*** Opening of Provided material ***
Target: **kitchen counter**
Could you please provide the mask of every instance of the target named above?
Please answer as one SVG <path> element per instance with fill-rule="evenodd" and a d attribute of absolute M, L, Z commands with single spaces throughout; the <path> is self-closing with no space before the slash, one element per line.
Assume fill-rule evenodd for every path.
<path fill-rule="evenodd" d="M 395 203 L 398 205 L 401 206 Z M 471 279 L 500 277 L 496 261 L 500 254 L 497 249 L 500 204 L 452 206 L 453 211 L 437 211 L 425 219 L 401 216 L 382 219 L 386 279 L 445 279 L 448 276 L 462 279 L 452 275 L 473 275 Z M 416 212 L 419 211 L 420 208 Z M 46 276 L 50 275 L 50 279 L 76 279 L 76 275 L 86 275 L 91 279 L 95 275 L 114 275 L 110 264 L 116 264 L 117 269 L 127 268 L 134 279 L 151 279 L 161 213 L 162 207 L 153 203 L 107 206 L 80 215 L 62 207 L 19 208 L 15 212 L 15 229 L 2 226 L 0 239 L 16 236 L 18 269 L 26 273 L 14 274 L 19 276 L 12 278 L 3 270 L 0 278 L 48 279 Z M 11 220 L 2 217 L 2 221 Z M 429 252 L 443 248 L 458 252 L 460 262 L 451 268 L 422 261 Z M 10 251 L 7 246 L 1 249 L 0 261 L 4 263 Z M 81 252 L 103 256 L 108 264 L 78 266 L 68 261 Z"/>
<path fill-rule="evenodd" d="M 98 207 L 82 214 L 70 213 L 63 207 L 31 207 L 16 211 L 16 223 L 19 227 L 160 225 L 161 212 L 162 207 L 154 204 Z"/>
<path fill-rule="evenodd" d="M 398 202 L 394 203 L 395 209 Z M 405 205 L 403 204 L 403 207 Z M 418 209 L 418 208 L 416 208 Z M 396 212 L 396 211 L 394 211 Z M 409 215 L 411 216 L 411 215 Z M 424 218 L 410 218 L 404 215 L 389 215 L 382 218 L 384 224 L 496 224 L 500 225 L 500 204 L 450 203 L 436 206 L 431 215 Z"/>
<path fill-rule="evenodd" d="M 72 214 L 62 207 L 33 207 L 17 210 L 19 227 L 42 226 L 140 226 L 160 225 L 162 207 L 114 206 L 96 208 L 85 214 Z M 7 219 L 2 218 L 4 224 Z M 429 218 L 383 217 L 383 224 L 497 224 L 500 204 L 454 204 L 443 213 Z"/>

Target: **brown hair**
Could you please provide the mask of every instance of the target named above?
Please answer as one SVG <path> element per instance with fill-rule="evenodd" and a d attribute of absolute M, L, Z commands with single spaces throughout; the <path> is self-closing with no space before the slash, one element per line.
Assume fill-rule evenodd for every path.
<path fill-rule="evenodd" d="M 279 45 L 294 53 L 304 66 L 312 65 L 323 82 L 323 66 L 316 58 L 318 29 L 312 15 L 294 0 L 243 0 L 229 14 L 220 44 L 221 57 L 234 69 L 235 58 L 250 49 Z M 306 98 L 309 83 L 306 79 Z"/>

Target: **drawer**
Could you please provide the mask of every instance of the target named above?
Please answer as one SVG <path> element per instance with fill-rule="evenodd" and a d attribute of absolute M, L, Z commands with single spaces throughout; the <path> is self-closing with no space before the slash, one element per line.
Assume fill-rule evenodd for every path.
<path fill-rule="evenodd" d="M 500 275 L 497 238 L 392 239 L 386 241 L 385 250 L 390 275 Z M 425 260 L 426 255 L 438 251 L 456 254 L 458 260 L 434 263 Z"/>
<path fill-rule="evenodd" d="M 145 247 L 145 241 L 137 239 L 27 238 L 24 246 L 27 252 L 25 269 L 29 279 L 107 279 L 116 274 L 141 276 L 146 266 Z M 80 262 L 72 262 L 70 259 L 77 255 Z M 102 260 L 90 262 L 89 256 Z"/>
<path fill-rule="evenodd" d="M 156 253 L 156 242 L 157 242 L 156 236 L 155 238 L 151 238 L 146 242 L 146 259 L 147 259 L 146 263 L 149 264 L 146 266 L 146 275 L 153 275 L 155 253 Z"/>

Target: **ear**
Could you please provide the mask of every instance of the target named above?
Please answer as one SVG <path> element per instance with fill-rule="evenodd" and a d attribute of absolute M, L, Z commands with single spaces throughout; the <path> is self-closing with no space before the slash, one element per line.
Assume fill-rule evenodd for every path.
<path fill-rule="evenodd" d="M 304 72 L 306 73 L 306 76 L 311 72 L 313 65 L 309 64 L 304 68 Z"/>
*** Close of Provided material ***
Go through the records and set every one down exactly.

- _Response_
Target: **kitchen counter**
Could you please provide the mask of every instance of the target named above?
Please answer as one SVG <path> element per instance with fill-rule="evenodd" and a d attribute of absolute M, L, Z commands with single spaces throughout; the <path> is self-closing with no space before the slash, one element per line.
Assume fill-rule evenodd for every path.
<path fill-rule="evenodd" d="M 395 203 L 398 205 L 401 206 Z M 471 279 L 500 277 L 496 261 L 500 254 L 497 249 L 500 204 L 452 206 L 453 211 L 437 211 L 425 219 L 401 216 L 382 219 L 386 279 L 445 279 L 448 276 L 462 279 L 452 275 L 473 275 Z M 416 212 L 419 211 L 420 208 Z M 46 276 L 50 275 L 50 279 L 76 279 L 76 275 L 86 275 L 91 279 L 95 275 L 114 275 L 110 264 L 116 264 L 117 269 L 127 268 L 134 279 L 151 279 L 161 213 L 162 207 L 153 203 L 107 206 L 80 215 L 62 207 L 19 208 L 15 212 L 15 229 L 2 226 L 0 239 L 16 236 L 18 269 L 26 273 L 14 274 L 19 276 L 12 278 L 3 270 L 0 278 L 48 279 Z M 11 220 L 2 217 L 2 221 Z M 429 252 L 443 248 L 458 252 L 460 262 L 451 268 L 422 261 Z M 10 251 L 7 246 L 1 249 L 0 261 L 4 263 Z M 81 252 L 103 256 L 108 264 L 78 266 L 68 261 Z"/>
<path fill-rule="evenodd" d="M 98 207 L 82 214 L 70 213 L 63 207 L 31 207 L 16 211 L 16 223 L 19 227 L 160 225 L 161 212 L 162 207 L 154 204 Z"/>
<path fill-rule="evenodd" d="M 398 202 L 394 203 L 395 209 Z M 405 205 L 403 204 L 403 207 Z M 418 209 L 418 208 L 416 208 Z M 396 212 L 396 211 L 394 211 Z M 409 215 L 411 216 L 411 215 Z M 424 218 L 410 218 L 404 215 L 389 215 L 382 218 L 384 224 L 496 224 L 500 225 L 500 204 L 450 203 L 436 206 L 431 215 Z"/>
<path fill-rule="evenodd" d="M 72 214 L 62 207 L 33 207 L 17 210 L 19 227 L 42 226 L 140 226 L 160 225 L 162 207 L 114 206 L 96 208 L 85 214 Z M 7 219 L 2 218 L 4 224 Z M 429 218 L 383 217 L 383 224 L 497 224 L 500 204 L 454 204 L 443 213 Z"/>

Target: **brown hair**
Could you please provide the mask of every instance of the target named above?
Please answer as one SVG <path> element per instance with fill-rule="evenodd" and a d attribute of absolute M, L, Z commands with single spaces throughout; the <path> is self-closing with no space before the slash, one element per line.
Assume fill-rule evenodd for every path.
<path fill-rule="evenodd" d="M 279 45 L 294 53 L 304 66 L 312 65 L 323 82 L 323 66 L 316 58 L 318 29 L 312 15 L 294 0 L 243 0 L 229 14 L 220 44 L 221 57 L 234 69 L 235 58 L 250 49 Z M 306 98 L 309 83 L 306 79 Z"/>

Target: **drawer**
Could you please provide the mask of every instance of the target named above?
Please answer as one SVG <path> element per instance with fill-rule="evenodd" and a d attribute of absolute M, L, Z commands with single spaces throughout; the <path> is self-closing with no space before the slash, one element per line.
Assume fill-rule evenodd for every path.
<path fill-rule="evenodd" d="M 500 275 L 497 238 L 392 239 L 386 241 L 385 250 L 390 275 Z M 425 260 L 426 255 L 438 251 L 456 254 L 458 260 L 434 263 Z"/>
<path fill-rule="evenodd" d="M 145 247 L 145 241 L 137 239 L 27 238 L 24 246 L 27 252 L 25 269 L 29 279 L 107 279 L 116 274 L 141 276 L 146 266 Z M 80 262 L 72 262 L 70 259 L 77 255 Z M 102 260 L 90 262 L 89 256 Z"/>
<path fill-rule="evenodd" d="M 156 253 L 156 242 L 157 242 L 156 236 L 155 238 L 151 238 L 146 242 L 146 259 L 147 259 L 146 263 L 149 264 L 146 266 L 146 275 L 153 275 L 155 253 Z"/>

Target: **ear**
Could you please provide the mask of every instance of the target named above?
Please answer as one SVG <path> element per instance with fill-rule="evenodd" and a d attribute of absolute M, L, Z commands with single spaces throughout; the <path> is self-closing with no space before the slash, one element per line.
Assume fill-rule evenodd for every path.
<path fill-rule="evenodd" d="M 304 72 L 306 73 L 306 76 L 311 72 L 313 65 L 309 64 L 304 68 Z"/>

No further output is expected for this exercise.